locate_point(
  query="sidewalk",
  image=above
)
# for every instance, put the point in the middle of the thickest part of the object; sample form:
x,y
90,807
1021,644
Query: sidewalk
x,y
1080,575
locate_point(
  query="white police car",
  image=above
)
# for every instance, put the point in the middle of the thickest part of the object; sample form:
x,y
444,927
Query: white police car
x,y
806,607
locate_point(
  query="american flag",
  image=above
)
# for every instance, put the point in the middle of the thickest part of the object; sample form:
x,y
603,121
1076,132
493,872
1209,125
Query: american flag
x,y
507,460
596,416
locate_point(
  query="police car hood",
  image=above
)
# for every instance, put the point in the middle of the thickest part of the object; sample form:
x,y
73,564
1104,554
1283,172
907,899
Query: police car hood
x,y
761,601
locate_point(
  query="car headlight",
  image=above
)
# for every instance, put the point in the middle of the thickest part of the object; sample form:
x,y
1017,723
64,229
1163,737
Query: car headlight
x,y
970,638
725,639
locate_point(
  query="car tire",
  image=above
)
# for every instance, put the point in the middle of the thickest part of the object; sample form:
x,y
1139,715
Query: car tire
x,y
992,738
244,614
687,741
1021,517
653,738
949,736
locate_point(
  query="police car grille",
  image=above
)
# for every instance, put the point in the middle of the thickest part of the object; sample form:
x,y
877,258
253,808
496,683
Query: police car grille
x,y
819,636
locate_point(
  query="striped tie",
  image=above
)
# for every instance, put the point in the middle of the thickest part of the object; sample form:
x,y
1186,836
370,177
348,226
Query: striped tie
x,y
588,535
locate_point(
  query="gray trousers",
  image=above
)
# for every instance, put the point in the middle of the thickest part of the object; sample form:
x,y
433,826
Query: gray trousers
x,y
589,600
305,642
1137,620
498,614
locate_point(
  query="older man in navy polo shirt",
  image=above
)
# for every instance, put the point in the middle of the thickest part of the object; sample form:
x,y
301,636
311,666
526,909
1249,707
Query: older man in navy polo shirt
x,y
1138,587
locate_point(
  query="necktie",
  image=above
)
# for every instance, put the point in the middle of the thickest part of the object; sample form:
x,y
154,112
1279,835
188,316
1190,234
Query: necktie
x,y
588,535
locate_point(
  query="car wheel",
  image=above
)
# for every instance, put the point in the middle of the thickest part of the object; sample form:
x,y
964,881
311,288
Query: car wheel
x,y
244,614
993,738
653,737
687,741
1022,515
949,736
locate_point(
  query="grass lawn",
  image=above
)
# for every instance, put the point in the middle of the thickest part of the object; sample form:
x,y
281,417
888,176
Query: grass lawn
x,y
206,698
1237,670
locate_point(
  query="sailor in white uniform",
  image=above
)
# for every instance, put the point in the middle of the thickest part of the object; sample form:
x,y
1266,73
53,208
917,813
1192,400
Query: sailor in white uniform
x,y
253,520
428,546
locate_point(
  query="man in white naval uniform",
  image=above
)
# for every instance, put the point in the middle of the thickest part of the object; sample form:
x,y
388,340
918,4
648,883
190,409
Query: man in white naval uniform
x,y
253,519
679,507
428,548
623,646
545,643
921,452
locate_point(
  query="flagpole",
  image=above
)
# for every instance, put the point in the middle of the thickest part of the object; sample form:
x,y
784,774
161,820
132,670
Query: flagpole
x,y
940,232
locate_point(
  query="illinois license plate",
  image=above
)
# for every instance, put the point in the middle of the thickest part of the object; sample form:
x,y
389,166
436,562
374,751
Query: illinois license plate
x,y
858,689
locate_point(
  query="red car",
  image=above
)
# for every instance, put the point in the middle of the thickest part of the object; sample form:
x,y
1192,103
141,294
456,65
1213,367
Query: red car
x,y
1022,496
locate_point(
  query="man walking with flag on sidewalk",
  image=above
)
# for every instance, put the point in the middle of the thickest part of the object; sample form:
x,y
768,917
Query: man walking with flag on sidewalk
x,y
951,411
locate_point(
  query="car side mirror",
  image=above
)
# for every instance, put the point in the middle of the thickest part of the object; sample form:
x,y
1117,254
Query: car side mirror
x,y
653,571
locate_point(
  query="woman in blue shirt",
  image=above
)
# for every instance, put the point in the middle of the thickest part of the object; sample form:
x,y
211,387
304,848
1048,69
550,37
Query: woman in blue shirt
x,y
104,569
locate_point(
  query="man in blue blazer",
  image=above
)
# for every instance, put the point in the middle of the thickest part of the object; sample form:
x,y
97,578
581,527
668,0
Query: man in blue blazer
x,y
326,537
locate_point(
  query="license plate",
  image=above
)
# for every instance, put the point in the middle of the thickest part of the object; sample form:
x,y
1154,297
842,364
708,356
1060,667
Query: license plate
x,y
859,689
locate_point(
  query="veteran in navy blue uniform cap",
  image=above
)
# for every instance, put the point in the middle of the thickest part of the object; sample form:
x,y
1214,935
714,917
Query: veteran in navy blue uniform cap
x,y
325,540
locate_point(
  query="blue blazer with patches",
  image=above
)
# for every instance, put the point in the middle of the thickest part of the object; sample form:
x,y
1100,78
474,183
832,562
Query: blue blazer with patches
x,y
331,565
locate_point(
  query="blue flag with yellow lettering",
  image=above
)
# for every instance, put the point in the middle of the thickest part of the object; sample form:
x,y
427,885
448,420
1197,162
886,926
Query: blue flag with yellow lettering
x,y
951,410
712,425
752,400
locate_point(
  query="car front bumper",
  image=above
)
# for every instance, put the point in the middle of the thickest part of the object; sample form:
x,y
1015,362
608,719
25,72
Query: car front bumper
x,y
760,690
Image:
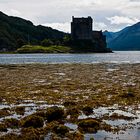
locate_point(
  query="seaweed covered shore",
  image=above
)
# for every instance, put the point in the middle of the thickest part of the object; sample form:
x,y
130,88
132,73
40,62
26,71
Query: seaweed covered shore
x,y
70,101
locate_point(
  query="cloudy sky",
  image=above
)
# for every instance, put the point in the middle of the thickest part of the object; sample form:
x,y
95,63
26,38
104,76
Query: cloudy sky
x,y
111,15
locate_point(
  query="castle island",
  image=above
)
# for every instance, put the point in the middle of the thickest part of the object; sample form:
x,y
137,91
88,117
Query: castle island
x,y
82,31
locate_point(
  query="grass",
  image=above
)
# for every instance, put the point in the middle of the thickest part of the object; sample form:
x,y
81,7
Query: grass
x,y
41,49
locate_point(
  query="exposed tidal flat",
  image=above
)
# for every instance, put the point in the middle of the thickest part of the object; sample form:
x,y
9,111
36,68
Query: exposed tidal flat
x,y
70,101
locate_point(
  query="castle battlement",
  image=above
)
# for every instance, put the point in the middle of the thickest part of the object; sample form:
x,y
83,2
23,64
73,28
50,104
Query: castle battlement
x,y
81,28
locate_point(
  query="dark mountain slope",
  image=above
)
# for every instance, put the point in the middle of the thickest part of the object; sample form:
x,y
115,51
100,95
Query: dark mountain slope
x,y
15,32
127,39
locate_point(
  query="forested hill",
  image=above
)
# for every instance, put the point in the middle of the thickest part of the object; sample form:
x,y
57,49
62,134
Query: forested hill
x,y
15,32
127,39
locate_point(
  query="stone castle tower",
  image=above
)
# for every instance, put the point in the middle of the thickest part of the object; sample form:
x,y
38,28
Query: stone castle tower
x,y
81,28
81,31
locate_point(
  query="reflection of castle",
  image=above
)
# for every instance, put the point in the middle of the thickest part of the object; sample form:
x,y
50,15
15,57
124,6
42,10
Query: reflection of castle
x,y
81,29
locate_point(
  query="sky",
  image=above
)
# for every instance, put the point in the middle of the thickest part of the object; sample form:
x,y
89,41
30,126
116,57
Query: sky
x,y
111,15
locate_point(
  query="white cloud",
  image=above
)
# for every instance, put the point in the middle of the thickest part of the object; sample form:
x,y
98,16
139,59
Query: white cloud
x,y
122,20
14,12
65,27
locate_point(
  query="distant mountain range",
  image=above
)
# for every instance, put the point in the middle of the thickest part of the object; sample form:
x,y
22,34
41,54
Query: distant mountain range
x,y
125,40
15,31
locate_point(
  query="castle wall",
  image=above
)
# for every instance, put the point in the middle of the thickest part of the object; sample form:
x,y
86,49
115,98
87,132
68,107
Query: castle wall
x,y
81,28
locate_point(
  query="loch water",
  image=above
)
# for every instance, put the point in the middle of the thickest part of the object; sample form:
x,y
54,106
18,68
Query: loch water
x,y
116,57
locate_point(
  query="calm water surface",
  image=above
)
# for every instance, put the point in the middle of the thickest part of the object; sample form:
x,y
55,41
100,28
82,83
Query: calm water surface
x,y
116,57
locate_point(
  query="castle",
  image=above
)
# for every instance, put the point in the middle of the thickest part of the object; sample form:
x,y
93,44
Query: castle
x,y
82,30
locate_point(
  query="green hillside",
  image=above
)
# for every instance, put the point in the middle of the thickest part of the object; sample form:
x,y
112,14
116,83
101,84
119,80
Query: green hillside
x,y
15,32
126,40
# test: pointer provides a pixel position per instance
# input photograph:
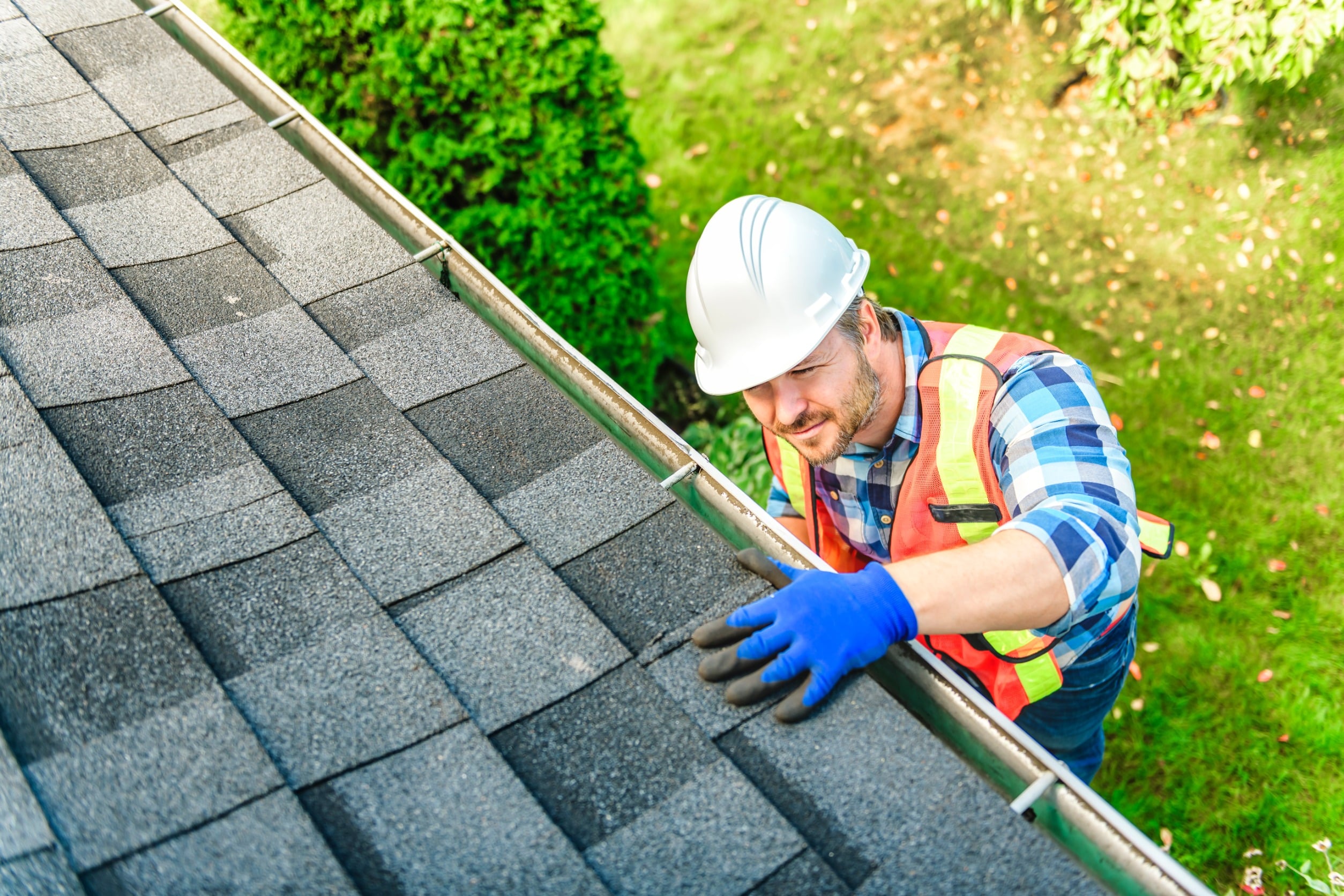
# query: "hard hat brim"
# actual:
(764, 364)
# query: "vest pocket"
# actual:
(965, 512)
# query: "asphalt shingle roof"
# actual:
(308, 584)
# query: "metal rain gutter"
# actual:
(1085, 824)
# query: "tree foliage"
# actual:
(503, 120)
(1173, 56)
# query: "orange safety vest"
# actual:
(951, 497)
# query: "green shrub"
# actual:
(736, 449)
(507, 124)
(1173, 56)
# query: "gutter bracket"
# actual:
(681, 475)
(1035, 790)
(282, 120)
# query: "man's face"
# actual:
(820, 404)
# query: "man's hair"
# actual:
(848, 323)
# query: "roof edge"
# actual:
(1076, 816)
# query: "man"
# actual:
(959, 480)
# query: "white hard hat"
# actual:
(768, 282)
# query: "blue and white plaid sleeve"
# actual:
(779, 504)
(1066, 481)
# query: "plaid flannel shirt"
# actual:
(1062, 471)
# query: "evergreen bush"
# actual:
(507, 124)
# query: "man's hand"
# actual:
(823, 624)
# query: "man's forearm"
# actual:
(1006, 582)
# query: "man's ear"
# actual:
(870, 325)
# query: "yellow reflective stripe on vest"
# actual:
(959, 402)
(1039, 677)
(1155, 536)
(1009, 641)
(790, 464)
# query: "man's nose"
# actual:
(789, 405)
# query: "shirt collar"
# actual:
(912, 343)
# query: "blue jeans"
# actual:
(1069, 722)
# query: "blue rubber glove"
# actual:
(828, 622)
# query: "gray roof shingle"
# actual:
(46, 511)
(318, 242)
(23, 828)
(605, 756)
(659, 579)
(124, 202)
(413, 338)
(872, 789)
(318, 668)
(45, 873)
(143, 73)
(72, 335)
(26, 216)
(38, 78)
(273, 359)
(176, 131)
(208, 166)
(805, 875)
(64, 123)
(506, 431)
(402, 518)
(583, 503)
(717, 834)
(702, 700)
(118, 725)
(445, 817)
(54, 17)
(510, 638)
(265, 847)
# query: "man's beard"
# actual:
(858, 412)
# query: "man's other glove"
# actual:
(823, 625)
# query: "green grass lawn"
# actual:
(1190, 268)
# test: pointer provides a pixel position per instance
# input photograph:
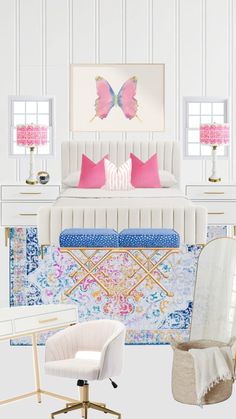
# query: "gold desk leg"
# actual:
(36, 367)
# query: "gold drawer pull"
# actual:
(28, 214)
(214, 193)
(215, 213)
(30, 193)
(53, 319)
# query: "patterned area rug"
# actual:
(149, 315)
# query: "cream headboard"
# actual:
(168, 153)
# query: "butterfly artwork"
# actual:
(107, 99)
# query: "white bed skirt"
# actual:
(190, 222)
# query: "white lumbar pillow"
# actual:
(166, 178)
(72, 180)
(118, 178)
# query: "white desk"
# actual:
(29, 321)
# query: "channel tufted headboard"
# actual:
(168, 153)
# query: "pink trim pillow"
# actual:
(145, 174)
(118, 178)
(92, 174)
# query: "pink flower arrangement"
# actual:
(214, 134)
(31, 135)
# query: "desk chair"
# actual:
(88, 351)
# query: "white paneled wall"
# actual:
(39, 39)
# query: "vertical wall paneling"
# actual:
(110, 41)
(231, 86)
(217, 62)
(9, 80)
(84, 41)
(137, 36)
(190, 71)
(57, 58)
(17, 68)
(195, 39)
(233, 91)
(110, 31)
(30, 49)
(203, 65)
(150, 42)
(164, 39)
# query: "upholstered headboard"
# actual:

- [EXERCISE REQUIREMENTS]: Go through the items and copy out every line that contains the word "plaid".

- [THE OUTPUT]:
# query: "blue and white plaid sleeve"
# query: "plaid flannel shirt"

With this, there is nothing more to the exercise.